───── Entries provided ─────
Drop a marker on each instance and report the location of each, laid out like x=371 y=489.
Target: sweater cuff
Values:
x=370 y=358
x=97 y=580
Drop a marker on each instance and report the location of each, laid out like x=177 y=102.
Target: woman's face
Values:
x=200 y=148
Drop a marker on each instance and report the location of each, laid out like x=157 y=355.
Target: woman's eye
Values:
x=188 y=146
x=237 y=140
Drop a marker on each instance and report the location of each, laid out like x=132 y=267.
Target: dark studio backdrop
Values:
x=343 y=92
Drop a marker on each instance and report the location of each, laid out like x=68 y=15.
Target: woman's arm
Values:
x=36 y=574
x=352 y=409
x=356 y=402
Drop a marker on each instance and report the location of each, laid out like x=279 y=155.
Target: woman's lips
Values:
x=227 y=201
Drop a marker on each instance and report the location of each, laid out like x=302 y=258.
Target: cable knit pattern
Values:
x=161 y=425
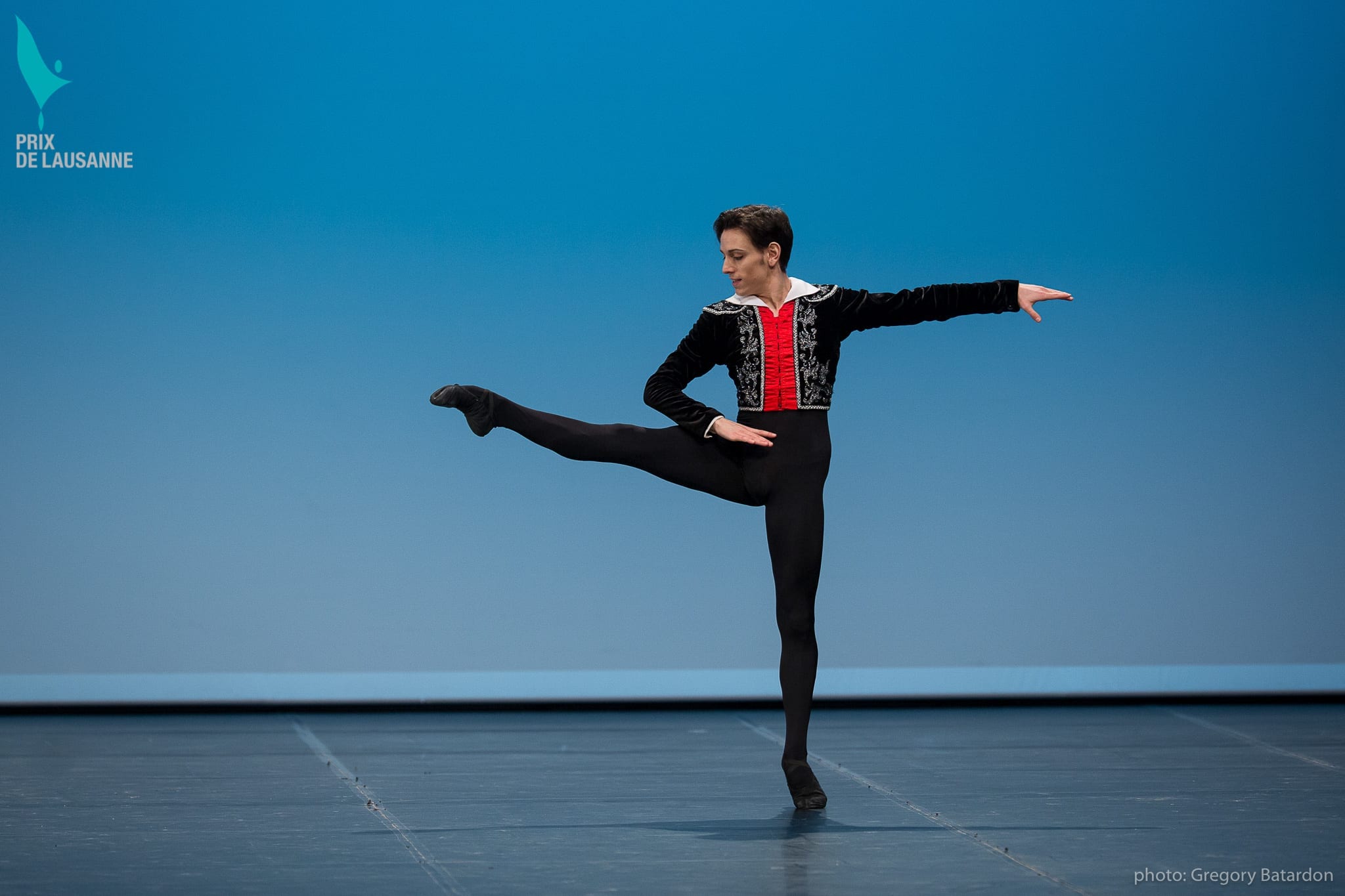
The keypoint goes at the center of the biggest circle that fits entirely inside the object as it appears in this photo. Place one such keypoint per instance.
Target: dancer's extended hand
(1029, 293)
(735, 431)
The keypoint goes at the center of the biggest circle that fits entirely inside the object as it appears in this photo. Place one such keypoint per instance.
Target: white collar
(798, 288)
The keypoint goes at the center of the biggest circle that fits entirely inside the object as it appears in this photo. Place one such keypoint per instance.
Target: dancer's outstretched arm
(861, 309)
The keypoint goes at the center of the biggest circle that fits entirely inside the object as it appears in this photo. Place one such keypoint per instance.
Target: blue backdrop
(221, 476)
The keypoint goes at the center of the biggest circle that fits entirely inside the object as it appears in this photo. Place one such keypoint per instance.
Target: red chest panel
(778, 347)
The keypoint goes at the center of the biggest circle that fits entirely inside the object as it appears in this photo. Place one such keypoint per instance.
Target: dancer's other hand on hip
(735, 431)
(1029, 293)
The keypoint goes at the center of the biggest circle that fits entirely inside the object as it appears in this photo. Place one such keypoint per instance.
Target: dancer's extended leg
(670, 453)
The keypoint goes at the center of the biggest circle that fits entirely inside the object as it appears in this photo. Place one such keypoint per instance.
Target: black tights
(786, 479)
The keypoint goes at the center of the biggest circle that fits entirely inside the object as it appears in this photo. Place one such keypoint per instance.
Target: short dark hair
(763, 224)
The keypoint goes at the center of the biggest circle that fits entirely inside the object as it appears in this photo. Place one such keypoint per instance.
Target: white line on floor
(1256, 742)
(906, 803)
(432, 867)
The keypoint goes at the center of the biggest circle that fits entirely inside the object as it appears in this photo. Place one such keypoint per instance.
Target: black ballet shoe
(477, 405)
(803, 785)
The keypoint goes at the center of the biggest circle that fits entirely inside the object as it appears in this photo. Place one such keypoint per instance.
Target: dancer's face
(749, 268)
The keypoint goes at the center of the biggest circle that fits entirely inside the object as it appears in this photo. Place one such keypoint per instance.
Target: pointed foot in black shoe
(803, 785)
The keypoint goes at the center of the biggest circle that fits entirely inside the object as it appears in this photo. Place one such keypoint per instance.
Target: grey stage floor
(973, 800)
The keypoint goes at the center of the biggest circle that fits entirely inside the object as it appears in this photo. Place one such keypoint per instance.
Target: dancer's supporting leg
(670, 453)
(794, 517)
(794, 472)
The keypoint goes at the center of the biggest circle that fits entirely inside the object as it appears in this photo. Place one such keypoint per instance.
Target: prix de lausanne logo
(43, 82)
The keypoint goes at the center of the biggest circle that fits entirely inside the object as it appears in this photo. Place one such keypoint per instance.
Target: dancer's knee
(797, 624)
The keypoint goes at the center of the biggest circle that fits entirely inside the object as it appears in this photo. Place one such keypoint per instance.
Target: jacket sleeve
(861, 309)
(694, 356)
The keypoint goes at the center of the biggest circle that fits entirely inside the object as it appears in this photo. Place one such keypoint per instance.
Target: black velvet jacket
─────
───── Entries provided ─────
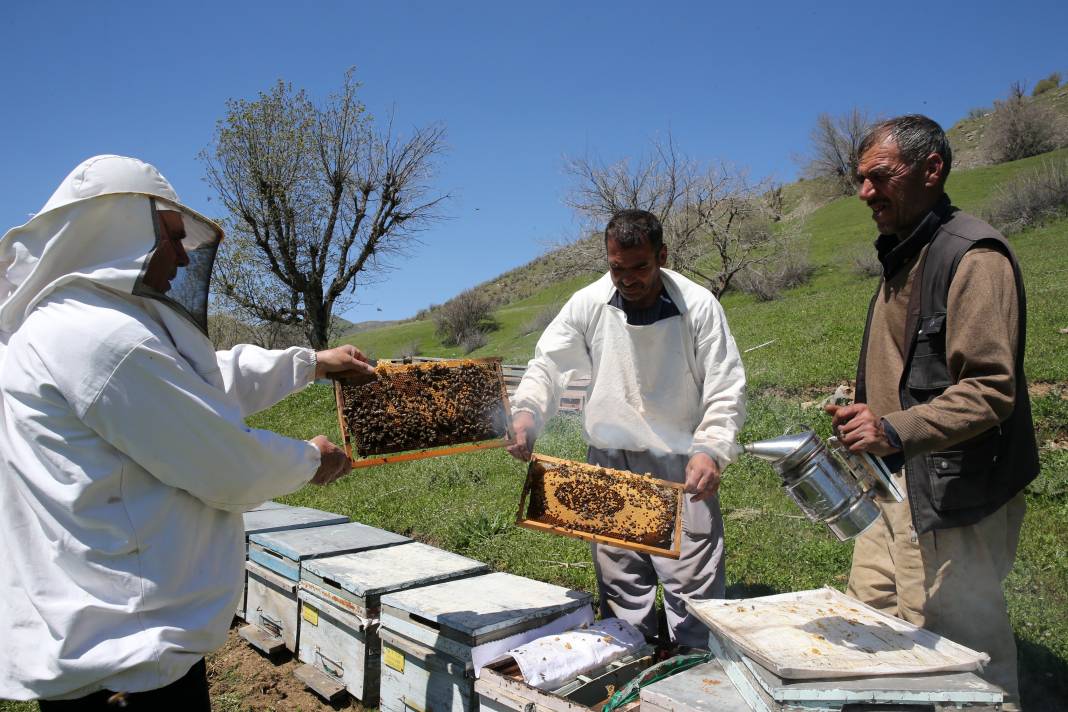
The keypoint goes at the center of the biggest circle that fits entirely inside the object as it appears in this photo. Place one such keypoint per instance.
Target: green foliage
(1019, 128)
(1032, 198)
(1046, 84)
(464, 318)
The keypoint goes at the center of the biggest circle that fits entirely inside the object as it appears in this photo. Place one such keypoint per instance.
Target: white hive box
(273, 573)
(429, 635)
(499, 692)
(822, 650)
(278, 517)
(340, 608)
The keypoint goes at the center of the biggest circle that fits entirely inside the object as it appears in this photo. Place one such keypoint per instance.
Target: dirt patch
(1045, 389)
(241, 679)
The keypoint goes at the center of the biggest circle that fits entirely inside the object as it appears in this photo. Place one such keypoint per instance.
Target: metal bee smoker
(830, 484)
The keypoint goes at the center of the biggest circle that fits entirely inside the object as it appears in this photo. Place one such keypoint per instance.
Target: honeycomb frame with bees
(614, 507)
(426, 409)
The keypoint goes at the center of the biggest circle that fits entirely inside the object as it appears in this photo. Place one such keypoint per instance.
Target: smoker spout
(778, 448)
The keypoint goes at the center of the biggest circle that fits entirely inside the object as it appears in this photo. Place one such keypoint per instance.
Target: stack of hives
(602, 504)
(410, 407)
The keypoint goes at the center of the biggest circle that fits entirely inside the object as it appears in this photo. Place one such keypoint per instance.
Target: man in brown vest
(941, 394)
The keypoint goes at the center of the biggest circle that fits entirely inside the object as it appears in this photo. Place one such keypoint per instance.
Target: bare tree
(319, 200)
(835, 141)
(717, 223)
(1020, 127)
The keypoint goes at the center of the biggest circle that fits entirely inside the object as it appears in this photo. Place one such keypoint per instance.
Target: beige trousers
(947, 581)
─────
Task statement - Looking at the entries above, count the lines that hold the string "woman" and reply with the count alone.

Task answer - 4